> Provided data
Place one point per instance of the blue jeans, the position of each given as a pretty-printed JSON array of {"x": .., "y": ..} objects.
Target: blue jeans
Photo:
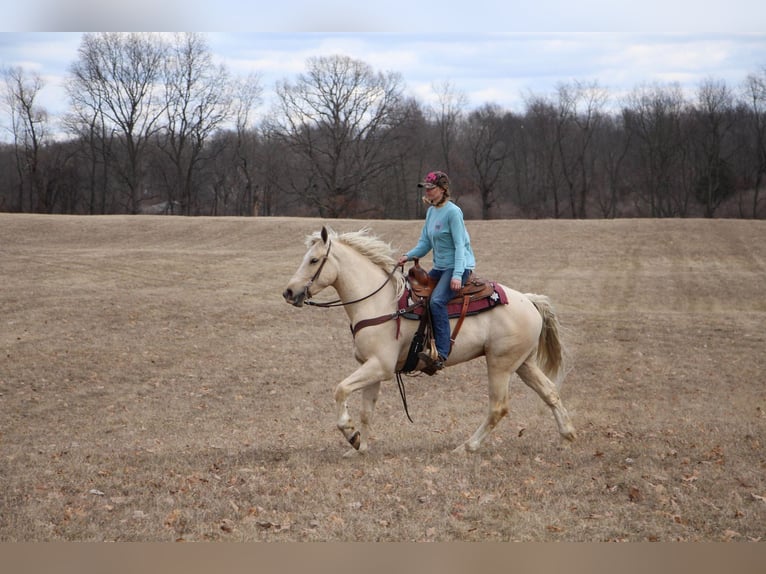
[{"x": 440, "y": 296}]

--

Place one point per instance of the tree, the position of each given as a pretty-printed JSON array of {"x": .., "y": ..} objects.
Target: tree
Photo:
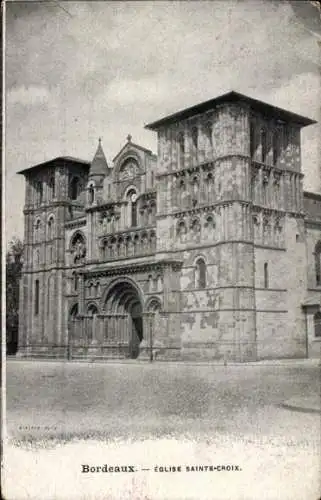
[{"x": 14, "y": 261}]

> What is expected
Isolate each line of the listing above that includes "position". Copy it.

> Exercise result
Place one point per instance of the blue jeans, the position of each given as a pretty-printed JSON array of {"x": .., "y": ..} objects.
Place one point per instance of the tree, the position of each given as a pretty-printed JSON array of {"x": .., "y": ..} objects.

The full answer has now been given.